◆ **Work instructions**: Pull every "positive" line out of the data below.

═══ Data provided

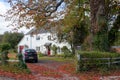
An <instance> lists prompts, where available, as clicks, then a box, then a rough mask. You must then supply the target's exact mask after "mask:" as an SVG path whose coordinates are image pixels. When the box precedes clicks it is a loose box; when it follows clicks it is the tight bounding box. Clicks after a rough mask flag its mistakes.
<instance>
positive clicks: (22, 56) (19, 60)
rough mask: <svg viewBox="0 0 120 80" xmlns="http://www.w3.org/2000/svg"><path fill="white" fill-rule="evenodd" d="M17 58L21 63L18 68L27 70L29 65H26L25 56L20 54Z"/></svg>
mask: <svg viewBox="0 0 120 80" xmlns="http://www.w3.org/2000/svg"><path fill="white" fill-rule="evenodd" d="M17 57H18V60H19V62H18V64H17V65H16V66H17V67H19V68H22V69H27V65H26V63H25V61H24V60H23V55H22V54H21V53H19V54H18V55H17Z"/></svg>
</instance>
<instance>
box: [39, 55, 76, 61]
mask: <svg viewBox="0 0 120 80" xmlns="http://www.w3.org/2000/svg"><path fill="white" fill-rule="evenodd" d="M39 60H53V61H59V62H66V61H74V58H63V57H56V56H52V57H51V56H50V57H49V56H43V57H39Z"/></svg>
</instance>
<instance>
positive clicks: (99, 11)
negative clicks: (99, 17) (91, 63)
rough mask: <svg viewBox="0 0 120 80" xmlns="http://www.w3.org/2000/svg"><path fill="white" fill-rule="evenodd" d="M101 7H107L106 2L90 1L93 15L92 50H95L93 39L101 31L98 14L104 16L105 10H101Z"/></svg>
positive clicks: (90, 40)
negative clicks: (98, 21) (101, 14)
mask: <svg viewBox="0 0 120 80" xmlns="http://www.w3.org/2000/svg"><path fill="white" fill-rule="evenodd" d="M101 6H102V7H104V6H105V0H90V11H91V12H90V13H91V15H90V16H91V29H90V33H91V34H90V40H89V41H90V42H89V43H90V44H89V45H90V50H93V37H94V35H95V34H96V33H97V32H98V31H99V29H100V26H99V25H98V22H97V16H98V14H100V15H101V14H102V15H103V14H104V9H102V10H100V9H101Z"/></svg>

══════
═══ Data provided

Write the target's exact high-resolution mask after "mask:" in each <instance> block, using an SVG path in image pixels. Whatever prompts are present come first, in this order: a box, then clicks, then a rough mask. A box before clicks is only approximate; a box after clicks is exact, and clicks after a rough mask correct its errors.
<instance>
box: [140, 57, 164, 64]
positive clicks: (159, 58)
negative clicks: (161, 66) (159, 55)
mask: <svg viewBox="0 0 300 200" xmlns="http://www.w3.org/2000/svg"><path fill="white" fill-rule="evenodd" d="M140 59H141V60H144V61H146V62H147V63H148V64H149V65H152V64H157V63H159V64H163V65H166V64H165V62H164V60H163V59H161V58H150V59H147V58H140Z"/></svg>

══════

◆ **Reply**:
positive clicks: (22, 56) (19, 60)
positive clicks: (99, 11)
positive clicks: (90, 40)
positive clicks: (159, 58)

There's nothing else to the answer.